Le lieutenant Gustel de Arthur Schnitzler

Le lieutenant Gustel de Arthur Schnitzler
(Leutnant Gustl)

Catégorie(s) : Littérature => Européenne non-francophone

Critiqué par Banco, le 12 août 2004 (Cergy, Inscrit le 6 août 2004, 42 ans)
La note : 8 étoiles
Visites : 6 266  (depuis Novembre 2007)

La pénombre des âmes

Premier monologue intérieur de la langue allemande, Lieutenant Gustl est aussi la première nouvelle autrichienne à évoquer librement la sexualité, l'honneur, l'armée et la médiocrité qui gît dans la pénombre des âmes.

Je n'aurais jamais du venir à l'Opéra. Pourquoi Steffi n'a donc pas pu venir avec moi ce soir ? Ah, c'est vrai. Une soirée avec lui. Qu'est-ce qui se passe ? Pourquoi ça n'avance pas ? Un officier ne va tout de même pas faire la queue pour reprendre son manteau au vestiaire ? Ce gros homme occupe toute la place. "Laissez-moi passer ?- Patience…-Ta gueule…" Que m'a-t-il répondu ? Il m'a menacé de briser mon sabre et de prévenir le colonel… Il m'a menacé… Un civil. Un boulanger Quel déshonneur… Et pas moyen de se battre en duel… Je pourrais plus jamais regarder les autres officiers en face… Et si on l'apprend… Le boulanger va sûrement en parler à tout le monde Non. Non, il faut que je me tue. C'est Steffi qui sera triste… Mais pourquoi donc suis-je allé à l'Opéra ? Pourquoi Steffi n'est pas venu au café avec moi ? Et Maman, non il ne faut pas qu'elle l'apprenne de moi… J'écrirai à Clara… Ou alors j'irai les voir à Graz… Non, plutôt écrire… Quelle heure est-il ? Déjà six heures du matin ! Cela fait donc sept heures que j'erre au Prater. Dans deux heures, je me tue. Je vais aller un café avant. "Un café au lait - Tout de suite, Monsieur le Lieutenant. Monsieur le lieutenant sait la nouvelle… Monsieur Habertswaller, le boulanger, est mort subitement hier soir en rentrant de l'Opéra" Le boulanger est mort! Plus la peine de se suicider ! J'espère que personne n'a remarqué mon soulagement.. Si on se doute que… Non… Ah… Je revis.

====

▸ Objectif A
Répondez aux questions sur la critique du Lieutenant Gustel :
(i) Qui a signé cette critique, et à quelle date ?
(ii) Quelle note lui a été attribuée ?
(iii) Quel est le métier de l'homme qui menace le lieutenant au vestiaire ?
▸ Objectif B
Citez tout ce qui va de « La note : 8 » jusqu'à « pénombre des âmes. » dans la critique du Lieutenant Gustel.
La liste qui suit n'est pas nécessaire.

▸ Données enregistrées
====

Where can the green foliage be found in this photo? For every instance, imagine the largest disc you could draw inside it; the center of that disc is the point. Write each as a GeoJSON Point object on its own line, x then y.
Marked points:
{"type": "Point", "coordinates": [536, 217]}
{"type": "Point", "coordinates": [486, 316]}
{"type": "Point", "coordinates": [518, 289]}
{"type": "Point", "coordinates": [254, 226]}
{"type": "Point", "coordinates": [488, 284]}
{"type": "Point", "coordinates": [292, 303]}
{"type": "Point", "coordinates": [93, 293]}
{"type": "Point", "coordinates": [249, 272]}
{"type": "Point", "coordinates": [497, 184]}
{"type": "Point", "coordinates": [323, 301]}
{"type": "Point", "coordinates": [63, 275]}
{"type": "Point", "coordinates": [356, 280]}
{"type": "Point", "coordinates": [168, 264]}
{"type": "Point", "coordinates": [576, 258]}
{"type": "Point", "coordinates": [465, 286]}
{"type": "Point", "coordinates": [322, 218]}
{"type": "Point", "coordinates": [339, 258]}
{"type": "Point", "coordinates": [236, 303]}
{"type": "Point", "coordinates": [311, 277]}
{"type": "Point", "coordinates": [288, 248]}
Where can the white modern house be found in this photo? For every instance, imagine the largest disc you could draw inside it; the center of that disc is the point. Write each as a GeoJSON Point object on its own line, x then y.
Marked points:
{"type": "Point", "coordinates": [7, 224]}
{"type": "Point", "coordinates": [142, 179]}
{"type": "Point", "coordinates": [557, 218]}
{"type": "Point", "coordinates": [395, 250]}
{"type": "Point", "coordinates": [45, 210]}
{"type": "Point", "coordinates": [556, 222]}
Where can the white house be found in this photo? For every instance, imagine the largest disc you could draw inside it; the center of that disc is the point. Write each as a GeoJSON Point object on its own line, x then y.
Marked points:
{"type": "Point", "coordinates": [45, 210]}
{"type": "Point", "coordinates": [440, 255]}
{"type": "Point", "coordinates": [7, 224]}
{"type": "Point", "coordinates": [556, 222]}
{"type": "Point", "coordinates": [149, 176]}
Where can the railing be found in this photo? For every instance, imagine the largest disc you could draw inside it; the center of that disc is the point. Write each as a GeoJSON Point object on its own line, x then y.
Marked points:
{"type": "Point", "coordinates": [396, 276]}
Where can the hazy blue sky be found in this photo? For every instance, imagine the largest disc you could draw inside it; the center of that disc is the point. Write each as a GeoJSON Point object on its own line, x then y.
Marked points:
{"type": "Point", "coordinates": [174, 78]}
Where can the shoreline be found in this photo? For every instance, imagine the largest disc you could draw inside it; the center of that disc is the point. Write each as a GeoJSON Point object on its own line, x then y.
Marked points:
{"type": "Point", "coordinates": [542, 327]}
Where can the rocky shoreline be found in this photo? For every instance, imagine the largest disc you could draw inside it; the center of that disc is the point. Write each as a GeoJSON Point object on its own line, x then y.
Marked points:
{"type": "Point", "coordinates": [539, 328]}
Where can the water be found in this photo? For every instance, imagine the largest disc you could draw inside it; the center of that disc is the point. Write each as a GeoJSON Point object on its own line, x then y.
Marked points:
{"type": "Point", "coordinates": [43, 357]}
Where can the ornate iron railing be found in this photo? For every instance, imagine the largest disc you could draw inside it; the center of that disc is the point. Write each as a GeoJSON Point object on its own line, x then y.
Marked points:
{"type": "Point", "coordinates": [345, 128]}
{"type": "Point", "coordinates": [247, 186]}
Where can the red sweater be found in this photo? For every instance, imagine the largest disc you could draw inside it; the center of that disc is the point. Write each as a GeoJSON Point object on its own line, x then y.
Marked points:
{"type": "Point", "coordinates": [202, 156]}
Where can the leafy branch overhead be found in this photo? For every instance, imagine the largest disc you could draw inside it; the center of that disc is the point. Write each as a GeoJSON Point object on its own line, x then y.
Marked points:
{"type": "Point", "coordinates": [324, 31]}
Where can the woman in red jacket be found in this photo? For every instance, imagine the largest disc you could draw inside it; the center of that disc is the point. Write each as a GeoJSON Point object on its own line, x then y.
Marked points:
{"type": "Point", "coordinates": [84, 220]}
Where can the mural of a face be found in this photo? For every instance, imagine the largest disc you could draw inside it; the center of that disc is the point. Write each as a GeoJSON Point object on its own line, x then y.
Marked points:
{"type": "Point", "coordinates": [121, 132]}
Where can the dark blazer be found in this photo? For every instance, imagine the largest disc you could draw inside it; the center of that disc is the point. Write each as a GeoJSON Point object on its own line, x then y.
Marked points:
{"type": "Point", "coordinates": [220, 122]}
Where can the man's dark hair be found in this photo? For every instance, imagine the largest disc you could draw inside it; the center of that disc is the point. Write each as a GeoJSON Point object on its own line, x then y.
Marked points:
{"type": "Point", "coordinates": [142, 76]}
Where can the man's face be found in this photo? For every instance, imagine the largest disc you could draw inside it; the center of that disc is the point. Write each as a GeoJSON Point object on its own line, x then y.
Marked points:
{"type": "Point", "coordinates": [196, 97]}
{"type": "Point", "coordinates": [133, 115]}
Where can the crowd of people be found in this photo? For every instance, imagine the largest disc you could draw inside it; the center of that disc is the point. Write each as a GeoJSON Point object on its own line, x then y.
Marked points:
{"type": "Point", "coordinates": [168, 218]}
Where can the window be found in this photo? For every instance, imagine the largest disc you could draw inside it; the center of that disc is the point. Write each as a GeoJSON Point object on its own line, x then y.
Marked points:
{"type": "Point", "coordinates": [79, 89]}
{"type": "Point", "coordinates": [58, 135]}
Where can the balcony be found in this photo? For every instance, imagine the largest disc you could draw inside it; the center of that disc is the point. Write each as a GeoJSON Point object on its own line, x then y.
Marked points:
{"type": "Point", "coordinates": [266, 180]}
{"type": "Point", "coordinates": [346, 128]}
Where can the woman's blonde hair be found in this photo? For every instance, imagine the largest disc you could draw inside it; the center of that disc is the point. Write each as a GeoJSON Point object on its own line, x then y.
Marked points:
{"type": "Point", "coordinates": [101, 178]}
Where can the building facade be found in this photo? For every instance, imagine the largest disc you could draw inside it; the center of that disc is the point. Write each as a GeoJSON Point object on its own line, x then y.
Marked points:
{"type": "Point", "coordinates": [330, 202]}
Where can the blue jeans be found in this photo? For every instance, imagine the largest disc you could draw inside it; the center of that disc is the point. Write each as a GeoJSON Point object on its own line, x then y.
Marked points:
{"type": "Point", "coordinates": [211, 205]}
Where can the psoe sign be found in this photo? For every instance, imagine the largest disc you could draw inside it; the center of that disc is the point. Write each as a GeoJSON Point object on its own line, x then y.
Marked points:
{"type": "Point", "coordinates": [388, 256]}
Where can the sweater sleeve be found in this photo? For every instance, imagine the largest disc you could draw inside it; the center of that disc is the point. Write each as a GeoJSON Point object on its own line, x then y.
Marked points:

====

▸ Solution A
(i) Banco, le 12 août 2004.
(ii) 8 étoiles.
(iii) Il est boulanger.

▸ Solution B
La note : 8 étoiles
Visites : 6 266  (depuis Novembre 2007)

La pénombre des âmes

Premier monologue intérieur de la langue allemande, Lieutenant Gustl est aussi la première nouvelle autrichienne à évoquer librement la sexualité, l'honneur, l'armée et la médiocrité qui gît dans la pénombre des âmes.